__INSTRUCTION 1__:
From the passage on direct torque control below, list every motor quantity it names as being matched, conditioned or controlled by a drive.
__INSTRUCTION 2__:
Carry on the passage on direct torque control below, starting after its final sentence.

Ere Jääskeläinen outlines the benefits of direct torque control (DTC) technology.
Variable-speed drives (VSDs) have enabled unprecedented performance in electric motors and delivered dramatic energy savings by matching motor speed and torque to the driven load requirements.
Most VSDs in the market rely on a modulator stage that conditions voltage and frequency inputs to the motor, but causes inherent time delay in processing control signals.
In contrast, premium ABB drives employ innovative direct torque control (DTC) - greatly increasing motor torque response. DTC technology also provides other benefits ranging up to system-level features.
High-performance AC drives from ABB offer an innovative technology called direct torque control (DTC). As the name suggests, the method controls motor flux and torque directly, instead of trying to control motor currents indirectly like AC vector drives and DC drives. This means better accuracy in matching the driven system's load requirements. Originated by one of the founding companies of ABB and patented in the mid-1980s, DTC eliminates the need for an extra modulator stage thus achieving control dynamics close to the theoretical maximum.

__RAW DATA__:
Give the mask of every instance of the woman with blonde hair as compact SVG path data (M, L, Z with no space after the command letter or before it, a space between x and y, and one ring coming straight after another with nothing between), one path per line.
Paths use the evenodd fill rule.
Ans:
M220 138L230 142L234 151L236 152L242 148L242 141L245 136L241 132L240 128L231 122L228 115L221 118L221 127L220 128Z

__TASK OUTPUT 1__:
- speed
- torque
- voltage
- frequency
- flux
- currents

__TASK OUTPUT 2__:
When ABB introduced its first direct torque control AC drive to the market in 1995, DTC was already a leading technology. Subsequent improvements in processor computational power, application programming, and communication interfaces have continually enabled higher DTC performance, providing premium motor control for a broad range of applications. DTC's operation and other technology details are shown in Fig.1.
Why use DTC?
Besides superior torque response, DTC offers other customer benefits, including:
- No need for motor speed or position feedback in 95 per cent of applications. Thus, installation of costly encoders or other feedback devices can be avoided.
- DTC control available for different types of motors, including permanent magnet and the new synchronous reluctance motors.
- Accurate torque and speed control down to low speeds, as well as full startup torque down to zero speed.
- Excellent torque linearity.
- High static and dynamic speed accuracy.
- No preset switching frequency. Optimal transistor switching is determined for every control cycle, allowing the drive to more readily match driven load requirements.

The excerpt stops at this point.